Transcribe the records word for word, leaving nothing out.

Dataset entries
▼

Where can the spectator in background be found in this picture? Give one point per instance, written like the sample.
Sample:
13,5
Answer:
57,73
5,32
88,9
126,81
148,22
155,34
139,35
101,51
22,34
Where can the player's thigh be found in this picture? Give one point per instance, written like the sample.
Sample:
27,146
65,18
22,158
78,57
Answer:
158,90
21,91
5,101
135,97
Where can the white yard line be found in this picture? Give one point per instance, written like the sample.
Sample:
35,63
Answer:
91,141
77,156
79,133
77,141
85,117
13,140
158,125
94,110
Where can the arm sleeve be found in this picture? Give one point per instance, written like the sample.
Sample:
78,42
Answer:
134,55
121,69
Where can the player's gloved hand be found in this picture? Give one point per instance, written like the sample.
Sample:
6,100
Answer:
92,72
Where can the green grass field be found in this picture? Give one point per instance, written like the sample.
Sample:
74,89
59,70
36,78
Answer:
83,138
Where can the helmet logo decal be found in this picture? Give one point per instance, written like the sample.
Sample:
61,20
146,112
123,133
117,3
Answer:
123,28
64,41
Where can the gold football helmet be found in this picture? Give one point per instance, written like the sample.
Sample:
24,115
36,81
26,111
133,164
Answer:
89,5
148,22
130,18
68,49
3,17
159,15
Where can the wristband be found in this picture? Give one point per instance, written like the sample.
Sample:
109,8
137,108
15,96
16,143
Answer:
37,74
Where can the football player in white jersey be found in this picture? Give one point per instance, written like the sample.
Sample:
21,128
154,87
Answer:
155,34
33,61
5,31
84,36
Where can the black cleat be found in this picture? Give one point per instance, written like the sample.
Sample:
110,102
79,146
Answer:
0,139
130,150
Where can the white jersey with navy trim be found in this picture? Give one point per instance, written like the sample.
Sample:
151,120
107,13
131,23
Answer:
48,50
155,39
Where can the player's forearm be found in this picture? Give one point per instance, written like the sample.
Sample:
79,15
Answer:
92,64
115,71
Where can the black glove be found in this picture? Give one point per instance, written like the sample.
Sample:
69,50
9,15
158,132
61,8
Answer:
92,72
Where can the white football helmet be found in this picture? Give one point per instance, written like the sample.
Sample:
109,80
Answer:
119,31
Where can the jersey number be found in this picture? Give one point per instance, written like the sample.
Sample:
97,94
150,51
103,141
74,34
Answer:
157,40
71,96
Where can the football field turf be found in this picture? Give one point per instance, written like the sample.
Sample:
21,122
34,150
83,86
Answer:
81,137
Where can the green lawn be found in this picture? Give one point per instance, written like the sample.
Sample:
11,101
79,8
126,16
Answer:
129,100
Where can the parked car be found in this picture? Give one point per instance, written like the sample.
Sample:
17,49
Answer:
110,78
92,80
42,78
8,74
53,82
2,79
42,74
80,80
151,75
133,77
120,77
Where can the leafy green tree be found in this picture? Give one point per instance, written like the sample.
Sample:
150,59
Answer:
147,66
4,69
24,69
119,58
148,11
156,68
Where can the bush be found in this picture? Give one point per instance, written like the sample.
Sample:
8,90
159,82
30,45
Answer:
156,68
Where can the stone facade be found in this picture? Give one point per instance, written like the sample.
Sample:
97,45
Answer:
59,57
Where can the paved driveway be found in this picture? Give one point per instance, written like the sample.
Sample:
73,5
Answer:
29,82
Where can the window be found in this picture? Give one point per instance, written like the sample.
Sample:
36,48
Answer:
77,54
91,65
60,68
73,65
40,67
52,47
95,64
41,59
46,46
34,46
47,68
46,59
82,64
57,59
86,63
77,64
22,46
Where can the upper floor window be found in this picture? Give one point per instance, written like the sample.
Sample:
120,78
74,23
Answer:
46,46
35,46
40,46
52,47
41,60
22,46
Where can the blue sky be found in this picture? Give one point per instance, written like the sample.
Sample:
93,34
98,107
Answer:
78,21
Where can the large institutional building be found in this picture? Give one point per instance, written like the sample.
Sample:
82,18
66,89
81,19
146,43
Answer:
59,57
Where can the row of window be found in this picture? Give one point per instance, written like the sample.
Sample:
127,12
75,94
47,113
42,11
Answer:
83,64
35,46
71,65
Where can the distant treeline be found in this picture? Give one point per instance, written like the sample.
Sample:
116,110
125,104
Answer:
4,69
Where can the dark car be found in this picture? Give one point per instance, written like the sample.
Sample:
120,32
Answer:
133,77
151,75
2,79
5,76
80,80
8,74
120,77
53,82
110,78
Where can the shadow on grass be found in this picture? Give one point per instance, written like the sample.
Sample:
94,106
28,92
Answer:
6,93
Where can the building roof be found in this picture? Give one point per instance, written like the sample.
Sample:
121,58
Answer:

▲

**Output below**
Where can the spectator in background be found in this picture? Give one point per instance, written like the sample.
Sample:
13,5
Answer:
57,73
5,32
88,9
126,81
148,22
155,34
139,35
101,51
22,34
Where can the player's thigh be found in this picture? Give one point per instance, written like the sample.
Sample:
27,146
65,18
22,158
78,57
Answer:
158,90
21,91
5,101
135,97
Where can the white yard line be found in this picture? Give one point per instance, written like the sample.
Sample:
35,63
Answer:
91,141
77,156
79,133
77,141
85,117
13,140
158,125
94,110
Where can the arm sleeve be found in this picture? Give one point per instance, written like the sample.
Sample:
78,42
Answer:
134,55
121,69
Where can the player's gloved hand be found in this picture? Give one point per instance, written like the sample.
Sample:
6,100
Answer:
92,72
Where can the green grass field be found in this picture? Give one point per instance, written like the sample.
Sample:
74,89
59,70
36,78
Answer:
83,138
Where can the helmet logo decal be found in this picture? Give one point per instance, written like the sample.
Sample:
61,20
146,112
123,133
117,3
Answer:
123,28
64,41
Where can the gold football helmet be found in this picture? Give one point per instance, written like the sample.
Sample:
24,115
36,81
26,111
133,164
Answer:
89,5
148,22
130,18
68,49
3,17
159,15
Where can the wristband be found in this picture? Give one point per instance, written like the sample.
Sample:
109,8
137,108
15,96
16,143
Answer:
37,74
Where can the football player in white jersey be found in this picture? Give one point per instance, written like the sample.
Sample:
21,128
154,87
Answer:
155,34
33,61
5,31
84,36
Where can the black cleat be found in this picture? Give one point per instance, written like the sample.
Sample:
110,102
79,146
Answer:
0,139
130,150
Where can the white jersey with navy trim be found in this picture? Give one point per instance, written like the sample.
Sample:
151,120
107,13
131,23
Answer:
48,50
155,39
Where can the player's forearm be found in this picture? Give one point per instance, written like the sample.
Sample:
79,15
Answer:
92,64
115,71
Where can the black glove be found in this picture? Give one point per instance, written like the sample.
Sample:
69,50
9,15
158,132
61,8
Answer:
92,72
Where can the white football helmet be found in this picture? Give one point per instance, written like the sample.
Sample:
109,80
Answer:
119,31
Where can the jersey number be found in this picture? Give one point per instance, written like the sample.
Sample:
97,94
150,51
103,141
74,34
Answer:
157,40
71,96
Where can the football field turf be found in this picture? Give one point per instance, written like the sample.
Sample:
21,122
34,150
83,86
Answer:
81,137
Where can the green lawn be found in this picture? Give one point per instance, written like the sample.
Sample:
11,101
79,8
126,16
Answer:
129,100
Where can the parked car be found in this picture? Give one point per instance, written like the sample.
Sample:
17,49
Answer:
110,78
92,80
42,78
8,74
53,82
2,79
42,74
80,80
151,75
133,77
120,77
Where can the leafy green tree be found in this picture? Give one point per instance, written like the sample.
Sample:
150,59
Answer:
147,66
4,69
24,69
119,58
148,11
156,68
Where can the bush be found in this picture? Give one point per instance, written like the sample.
Sample:
8,90
159,82
30,45
Answer:
156,68
Where can the stone facade be found in this picture? Give one point per instance, written like the sample.
Sample:
97,45
Answer:
59,57
Where can the paved driveway be found in this picture? Give one point per instance, written like the sample.
Sample:
73,5
Answer:
29,82
Where can the window be found in this picture? Give one point per instance, written like the sample.
Sample:
36,48
Answer:
77,54
91,65
60,68
73,65
40,67
52,47
95,64
41,59
46,46
34,46
47,68
46,59
82,64
57,59
86,63
77,64
22,46
Where can the upper floor window be found in this picture? Give one point per instance, written like the sample.
Sample:
120,78
74,23
Answer:
46,46
35,46
40,46
52,47
41,60
22,46
Where can the blue sky be found in this picture? Give one point per instance, written like the sample.
Sample:
93,34
98,107
Answer:
78,21
Where can the large institutional building be found in this picture? Give one point per instance, written like the sample.
Sample:
82,18
66,89
81,19
146,43
Answer:
59,57
Where can the row of window be found in this picture? Give one point per instance, written like the sample.
Sample:
127,12
75,94
47,113
42,11
Answer:
83,64
35,46
71,65
Where can the distant treeline be found in this picture? Give one point per instance, written like the sample.
Sample:
116,110
125,104
Answer:
4,69
Where can the dark car be found in this picture? Give one point per instance, written like the sample.
Sample:
120,32
Answer:
133,77
151,75
2,79
5,76
80,80
8,74
120,77
53,82
110,78
Where can the shadow on grass be found in this picture? Give one point per instance, written like the sample.
Sample:
94,106
28,92
Answer:
6,93
Where can the building roof be found in this picture? Give one point per instance, written like the sample.
Sample:
121,58
Answer:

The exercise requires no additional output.